__Task objective__:
Extract each line of the material below that contains the word "handbag".

Start

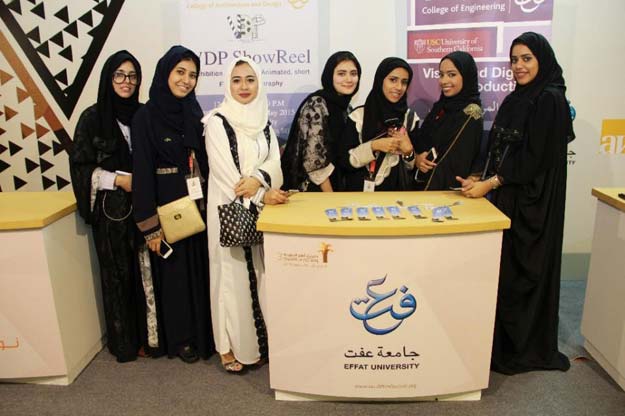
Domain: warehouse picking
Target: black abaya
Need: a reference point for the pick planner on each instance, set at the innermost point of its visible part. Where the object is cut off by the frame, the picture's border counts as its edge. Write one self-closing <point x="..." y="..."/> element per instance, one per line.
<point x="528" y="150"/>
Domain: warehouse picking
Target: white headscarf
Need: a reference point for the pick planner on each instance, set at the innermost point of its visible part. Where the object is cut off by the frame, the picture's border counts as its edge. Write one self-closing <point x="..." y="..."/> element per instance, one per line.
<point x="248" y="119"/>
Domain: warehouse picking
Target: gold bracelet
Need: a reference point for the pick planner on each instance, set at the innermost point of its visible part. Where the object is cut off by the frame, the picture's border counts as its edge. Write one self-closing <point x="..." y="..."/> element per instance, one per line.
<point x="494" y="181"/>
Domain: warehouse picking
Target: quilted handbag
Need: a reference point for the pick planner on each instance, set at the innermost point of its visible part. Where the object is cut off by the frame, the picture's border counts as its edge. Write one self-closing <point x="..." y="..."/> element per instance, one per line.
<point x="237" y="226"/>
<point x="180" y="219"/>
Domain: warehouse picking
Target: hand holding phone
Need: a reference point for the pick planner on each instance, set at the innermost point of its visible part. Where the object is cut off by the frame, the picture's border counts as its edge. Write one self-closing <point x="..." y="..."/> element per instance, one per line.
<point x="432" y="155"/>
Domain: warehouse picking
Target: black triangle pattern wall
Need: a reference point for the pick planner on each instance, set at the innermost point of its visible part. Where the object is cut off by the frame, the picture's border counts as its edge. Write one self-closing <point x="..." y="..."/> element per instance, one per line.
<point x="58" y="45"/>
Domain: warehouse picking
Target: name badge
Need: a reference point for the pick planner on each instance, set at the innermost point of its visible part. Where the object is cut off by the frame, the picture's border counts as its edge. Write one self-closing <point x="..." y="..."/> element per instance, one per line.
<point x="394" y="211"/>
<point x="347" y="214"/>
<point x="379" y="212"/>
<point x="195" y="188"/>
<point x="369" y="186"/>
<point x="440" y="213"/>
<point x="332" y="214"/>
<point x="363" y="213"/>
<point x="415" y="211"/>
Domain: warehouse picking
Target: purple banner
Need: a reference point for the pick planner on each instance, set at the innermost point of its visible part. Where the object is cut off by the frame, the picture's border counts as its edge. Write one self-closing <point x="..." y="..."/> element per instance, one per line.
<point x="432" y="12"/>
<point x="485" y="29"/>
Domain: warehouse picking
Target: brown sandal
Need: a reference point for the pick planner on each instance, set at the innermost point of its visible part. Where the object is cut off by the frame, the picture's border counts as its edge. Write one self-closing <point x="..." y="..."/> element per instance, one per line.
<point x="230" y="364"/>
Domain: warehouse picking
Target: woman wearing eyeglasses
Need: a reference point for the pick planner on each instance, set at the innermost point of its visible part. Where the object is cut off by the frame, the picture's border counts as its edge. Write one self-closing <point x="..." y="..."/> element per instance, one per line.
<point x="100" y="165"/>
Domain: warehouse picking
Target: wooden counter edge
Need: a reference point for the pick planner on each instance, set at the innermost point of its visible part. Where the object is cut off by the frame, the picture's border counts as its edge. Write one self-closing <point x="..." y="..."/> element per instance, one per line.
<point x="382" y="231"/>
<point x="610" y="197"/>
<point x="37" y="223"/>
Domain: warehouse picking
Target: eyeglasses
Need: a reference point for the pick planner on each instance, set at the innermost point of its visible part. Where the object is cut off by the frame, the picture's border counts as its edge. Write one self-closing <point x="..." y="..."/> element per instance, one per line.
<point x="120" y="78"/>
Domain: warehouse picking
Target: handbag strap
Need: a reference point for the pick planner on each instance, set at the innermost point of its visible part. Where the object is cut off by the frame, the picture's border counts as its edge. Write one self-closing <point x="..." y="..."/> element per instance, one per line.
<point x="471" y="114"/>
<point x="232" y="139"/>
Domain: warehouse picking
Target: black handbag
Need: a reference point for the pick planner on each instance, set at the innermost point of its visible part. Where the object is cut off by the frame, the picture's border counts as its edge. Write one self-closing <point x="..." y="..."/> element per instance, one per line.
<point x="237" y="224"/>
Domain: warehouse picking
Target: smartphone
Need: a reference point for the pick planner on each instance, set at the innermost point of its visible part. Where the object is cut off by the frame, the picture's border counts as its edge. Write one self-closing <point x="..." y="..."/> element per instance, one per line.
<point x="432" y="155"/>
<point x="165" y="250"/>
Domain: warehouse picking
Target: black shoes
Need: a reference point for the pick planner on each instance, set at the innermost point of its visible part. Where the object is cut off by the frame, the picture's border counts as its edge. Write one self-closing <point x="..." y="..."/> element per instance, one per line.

End

__Expected answer__:
Target: quilted handbag
Target: handbag strap
Target: black handbag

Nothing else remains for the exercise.